Saved data entries

++++++++++

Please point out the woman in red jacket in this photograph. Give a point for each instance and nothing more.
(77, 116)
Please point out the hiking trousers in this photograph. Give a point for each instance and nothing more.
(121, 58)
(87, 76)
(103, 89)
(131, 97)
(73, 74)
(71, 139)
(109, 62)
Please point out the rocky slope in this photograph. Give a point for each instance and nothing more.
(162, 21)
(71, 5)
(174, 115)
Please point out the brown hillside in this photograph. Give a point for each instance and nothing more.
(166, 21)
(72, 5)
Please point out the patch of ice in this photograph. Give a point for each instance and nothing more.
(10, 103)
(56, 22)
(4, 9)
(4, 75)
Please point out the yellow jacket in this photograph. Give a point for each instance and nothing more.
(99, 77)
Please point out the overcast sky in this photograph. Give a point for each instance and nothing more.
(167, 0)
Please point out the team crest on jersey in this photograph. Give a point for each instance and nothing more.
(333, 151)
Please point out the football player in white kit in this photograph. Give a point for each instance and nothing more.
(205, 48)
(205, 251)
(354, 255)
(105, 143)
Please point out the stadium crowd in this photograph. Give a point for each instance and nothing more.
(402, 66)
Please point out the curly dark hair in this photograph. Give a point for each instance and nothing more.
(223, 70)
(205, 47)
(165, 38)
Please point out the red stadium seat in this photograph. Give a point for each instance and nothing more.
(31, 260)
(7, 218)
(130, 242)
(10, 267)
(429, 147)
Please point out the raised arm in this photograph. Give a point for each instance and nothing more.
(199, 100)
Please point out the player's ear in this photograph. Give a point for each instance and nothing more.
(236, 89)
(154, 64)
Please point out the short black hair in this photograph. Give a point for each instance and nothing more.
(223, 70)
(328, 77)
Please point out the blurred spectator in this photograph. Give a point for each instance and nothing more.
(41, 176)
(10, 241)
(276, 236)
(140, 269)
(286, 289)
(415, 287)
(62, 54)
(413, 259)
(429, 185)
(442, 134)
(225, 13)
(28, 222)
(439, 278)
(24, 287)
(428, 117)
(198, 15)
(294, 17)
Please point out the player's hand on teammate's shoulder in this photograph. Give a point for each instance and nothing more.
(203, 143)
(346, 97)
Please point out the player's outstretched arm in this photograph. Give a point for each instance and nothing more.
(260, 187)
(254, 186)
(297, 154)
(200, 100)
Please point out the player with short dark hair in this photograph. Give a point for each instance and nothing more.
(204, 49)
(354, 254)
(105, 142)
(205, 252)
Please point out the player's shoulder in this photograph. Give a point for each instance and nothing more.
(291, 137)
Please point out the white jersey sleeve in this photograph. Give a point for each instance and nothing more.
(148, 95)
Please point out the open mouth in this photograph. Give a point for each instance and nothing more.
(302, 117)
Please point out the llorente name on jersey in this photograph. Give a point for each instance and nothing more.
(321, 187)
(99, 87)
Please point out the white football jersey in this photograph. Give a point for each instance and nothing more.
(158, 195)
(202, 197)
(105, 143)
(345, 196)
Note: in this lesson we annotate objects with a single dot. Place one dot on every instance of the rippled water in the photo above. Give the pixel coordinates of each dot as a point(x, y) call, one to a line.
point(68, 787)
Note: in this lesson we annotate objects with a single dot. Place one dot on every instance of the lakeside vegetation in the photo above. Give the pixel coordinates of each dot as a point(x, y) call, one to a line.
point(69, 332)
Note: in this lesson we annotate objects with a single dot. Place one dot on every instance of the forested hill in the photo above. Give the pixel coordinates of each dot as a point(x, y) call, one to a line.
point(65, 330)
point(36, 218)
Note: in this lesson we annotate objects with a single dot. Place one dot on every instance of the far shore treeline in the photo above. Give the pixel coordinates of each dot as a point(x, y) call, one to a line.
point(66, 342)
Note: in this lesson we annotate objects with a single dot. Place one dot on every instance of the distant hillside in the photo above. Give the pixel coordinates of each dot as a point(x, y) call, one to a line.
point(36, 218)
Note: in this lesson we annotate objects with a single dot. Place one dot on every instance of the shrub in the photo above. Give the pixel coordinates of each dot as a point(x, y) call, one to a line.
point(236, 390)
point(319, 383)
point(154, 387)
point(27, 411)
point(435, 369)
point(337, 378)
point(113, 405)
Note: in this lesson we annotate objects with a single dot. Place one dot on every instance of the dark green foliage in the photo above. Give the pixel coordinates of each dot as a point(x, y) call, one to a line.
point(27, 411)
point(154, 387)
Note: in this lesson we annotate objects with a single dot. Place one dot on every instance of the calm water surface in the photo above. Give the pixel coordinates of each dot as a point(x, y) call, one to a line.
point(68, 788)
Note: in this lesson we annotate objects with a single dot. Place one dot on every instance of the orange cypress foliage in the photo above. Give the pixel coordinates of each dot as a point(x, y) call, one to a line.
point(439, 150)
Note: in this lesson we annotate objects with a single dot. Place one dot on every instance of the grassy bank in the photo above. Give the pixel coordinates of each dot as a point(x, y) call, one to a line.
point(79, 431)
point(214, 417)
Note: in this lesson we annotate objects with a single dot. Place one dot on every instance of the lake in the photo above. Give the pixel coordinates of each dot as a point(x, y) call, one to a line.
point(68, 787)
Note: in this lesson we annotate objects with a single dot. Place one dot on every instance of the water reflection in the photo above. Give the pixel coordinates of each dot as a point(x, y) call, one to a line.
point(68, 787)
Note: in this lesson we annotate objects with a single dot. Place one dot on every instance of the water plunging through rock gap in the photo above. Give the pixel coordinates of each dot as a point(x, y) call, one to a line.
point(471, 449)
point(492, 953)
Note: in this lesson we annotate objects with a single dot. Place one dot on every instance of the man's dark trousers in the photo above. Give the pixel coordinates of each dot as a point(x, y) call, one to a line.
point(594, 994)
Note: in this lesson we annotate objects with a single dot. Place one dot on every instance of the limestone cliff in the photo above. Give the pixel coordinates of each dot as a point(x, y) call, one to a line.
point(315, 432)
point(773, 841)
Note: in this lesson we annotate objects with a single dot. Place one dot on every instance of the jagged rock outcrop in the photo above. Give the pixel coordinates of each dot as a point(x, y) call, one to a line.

++++++++++

WHAT YOU ARE ASKED TO DO
Write the records again exactly as they stand.

OUTPUT
Please point out the woman in red jacket in this photograph. Give a point for each instance and nothing more.
(77, 116)
Please point out the hiking trousers in this photograph. Give a point for each instance and nothing more.
(121, 58)
(87, 76)
(103, 89)
(131, 97)
(73, 74)
(71, 139)
(109, 62)
Please point out the rocky slope in this photograph. Give a point for each instance and nothing more.
(162, 21)
(71, 5)
(174, 115)
Please point out the brown hillside in this photograph. Give a point for each instance and nothing more.
(166, 21)
(72, 5)
Please point out the patch of ice in this photograph. Give a point for each instance and nothing more.
(10, 103)
(56, 22)
(4, 9)
(4, 75)
Please point out the yellow jacket in this photograph. Give a point for each instance and nothing more.
(99, 77)
Please point out the overcast sky in this photograph. Give a point for each instance and nothing more.
(167, 0)
Please point out the team crest on jersey in this photograph. Give a point for each instance and nothing more.
(333, 151)
Please point out the football player in white kit in this photograph. Give a point for each instance and nothing more.
(205, 48)
(205, 251)
(354, 255)
(105, 143)
Please point out the stadium crowd in this photograph. Give a point for each instance and nothing more.
(402, 66)
Please point out the curly dark hair in this photograph. Give a point for each instance and nothing more.
(223, 70)
(205, 47)
(165, 38)
Please point out the red stadium seat in this photograph. Give a point for each instance and nothing more.
(31, 260)
(7, 218)
(130, 242)
(10, 267)
(429, 147)
Please point out the raised arm in this photograph. Give a point for each instance and nothing more.
(199, 100)
Please point out the player's ear in this photograph. Give a point for each instance and nothing more.
(236, 89)
(154, 64)
Please point out the short black hair in this photograph. Give a point for each instance and nothing more.
(223, 70)
(328, 77)
Please point out the blurred spectator in this photograph. Give a point for each instance and nothing more.
(41, 176)
(10, 241)
(276, 236)
(140, 269)
(286, 289)
(415, 287)
(62, 54)
(413, 259)
(429, 185)
(442, 134)
(225, 13)
(28, 222)
(439, 278)
(24, 287)
(428, 117)
(198, 15)
(294, 17)
Please point out the player's hand on teammate's shoulder in this photograph. Give a point for each instance and nothing more.
(203, 143)
(346, 97)
Please point out the player's outstretched arm in this photograph. Give a point for each instance and nothing more.
(260, 187)
(254, 186)
(297, 154)
(200, 100)
Please point out the player with short dark hair in this photograph. Give a point for each instance and nothing more.
(204, 49)
(354, 254)
(105, 142)
(205, 252)
Please point out the player's shoulder in this photograph. Give a point for each instance and nothing more.
(291, 137)
Please point out the white jersey sleeve in this photograph. Give a point for each instance and nothing more.
(148, 95)
Please point out the open mouth in this photograph. Give a point for each instance and nothing more.
(302, 117)
Please point out the llorente name on jersey in this photograph. Give a point for each instance and nothing more.
(321, 187)
(99, 87)
Please point out the white football jersey in this photograph. Give a point for each instance and nothing more.
(158, 195)
(202, 197)
(105, 143)
(345, 196)
Note: in this lesson we annotate objects with a single dot. Place one dot on every instance of the rippled water in the photo above. Give the pixel coordinates of each dot as a point(x, y) call, one to a line.
point(68, 787)
Note: in this lesson we annotate objects with a single dot. Place one dot on every instance of the lakeside vegetation in the photo above. Give the pixel coordinates of each dot as a point(x, y) call, one to a line.
point(69, 332)
Note: in this lesson we annotate objects with a single dot. Place one dot on every instance of the forested hill in the photo above. Give the pixel coordinates of each dot as a point(x, y) call, one to a line.
point(65, 330)
point(36, 218)
Note: in this lesson we annotate objects with a single dot. Place one dot on every instance of the far shore treeline in the photo above. Give the pixel coordinates of each dot as a point(x, y) call, one to a line.
point(66, 342)
Note: in this lesson we annotate objects with a single dot. Place one dot on every instance of the distant hillside in the photo above. Give the pixel coordinates of each dot as a point(x, y) call, one to a line.
point(36, 218)
Note: in this lesson we annotate objects with a single dot. Place one dot on every instance of the shrub in the photo above. Give the pixel coordinates of each dot as a point(x, y) call, one to a line.
point(236, 390)
point(319, 383)
point(154, 387)
point(27, 411)
point(435, 369)
point(337, 378)
point(113, 405)
Note: in this lesson we annotate objects with a single dot. Place one dot on every instance of the dark green foliage in the photo above. Give the pixel coordinates of each dot as a point(x, y) call, one to a line.
point(27, 411)
point(154, 387)
Note: in this lesson we annotate objects with a single dot. Place one dot on every instance of the calm water surface in the photo above. Give the pixel coordinates of each dot as a point(x, y) call, one to a line.
point(68, 788)
Note: in this lesson we annotate objects with a single dot. Place one dot on every instance of the orange cypress foliage in the photo above. Give the pixel coordinates of each dot as a point(x, y) call, one to a line.
point(439, 150)
Note: in this lesson we annotate objects with a single dot. Place one dot on every instance of the grassy bank in the photo above. Give the pixel coordinates of each dot as a point(x, y) call, one to a line.
point(79, 431)
point(214, 417)
Note: in this lesson we annotate objects with a single dot. Place one dot on every instance of the lake in the photo above. Give the pixel coordinates of each dot as a point(x, y) call, one to a line.
point(68, 787)
Note: in this lesson we annotate objects with a single dot. Place one dot on every instance of the water reflection in the photo above. Give the pixel coordinates of each dot as a point(x, y) call, one to a line.
point(68, 787)
Note: in this lesson we annotate objects with a single dot. Place one dot on every instance of the water plunging through rock gap in the photo above. Give the pixel coordinates of each dot as a point(x, y) call, one to a line.
point(471, 449)
point(492, 953)
Note: in this lesson we annotate objects with a single dot. Place one dot on every instance of the man's dark trousers in the photo above. Give the pixel coordinates of each dot as a point(x, y) call, one to a line.
point(594, 994)
Note: in this lesson we annotate objects with a single dot. Place one dot on every instance of the limestone cliff in the photo above. Give the pixel coordinates of each dot as a point(x, y) call, one to a line.
point(315, 432)
point(773, 841)
Note: in this lesson we annotate objects with a single dot. Place one dot on every instance of the jagged rock outcrop in the photo above. Give the pixel coordinates of each dot as a point(x, y) call, one to a line.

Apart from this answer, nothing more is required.